Commençons avec une confidence: je suis particulièrement tanné d’entendre cette rengaine de la «loi de la jungle».
Cette idée que dans la nature, seuls les plus forts survivent; soit on est mangé, soit on mange l’autre.
Je pense avoir passé ma jeunesse à chercher cette loi de la jungle dans Découverte, dans les National Geographic, ou dans Bête pas bête plus. Tout ce que j’ai trouvé, c’est l’inverse.
Le lion n’est pas réellement le roi de la jungle – la jungle n’a pas de roi, la nature est anarchiste. Sauf quand il a faim, le lion ne perd pas son temps à écraser tous les autres animaux, il dort. Beaucoup. Aucun animal ne perd son temps à dépenser de l’énergie juste pour conquérir ou écraser quelqu’un. Bien sûr, le lion et plusieurs prédateurs tuent… mais pas plus que ce dont ils ont besoin pour vivre. On est à des années-lumière de la «loi de la jungle» mise de l’avant par un tas d’économistes, de politiciens et d’hommes d’affaires.
Les «compétitions» chez les animaux sont plus souvent une parade qu’une réelle compétition. Pas beaucoup d’espèces se battent à la mort. Leur survie l’emporte sur le principe. C’est souvent comme un gros spectacle de lutte. On gueule fort, on fait des acrobaties, mais au bout du compte, personne ne veut réellement se faire mal.

Données affichées -
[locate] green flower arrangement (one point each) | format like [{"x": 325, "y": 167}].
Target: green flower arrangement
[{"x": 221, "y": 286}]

Tâche donnée - D'après le texte sur la « loi de la jungle », que fait le lion lorsqu'il n'a pas faim ?

Tâche accomplie - Il dort, et beaucoup.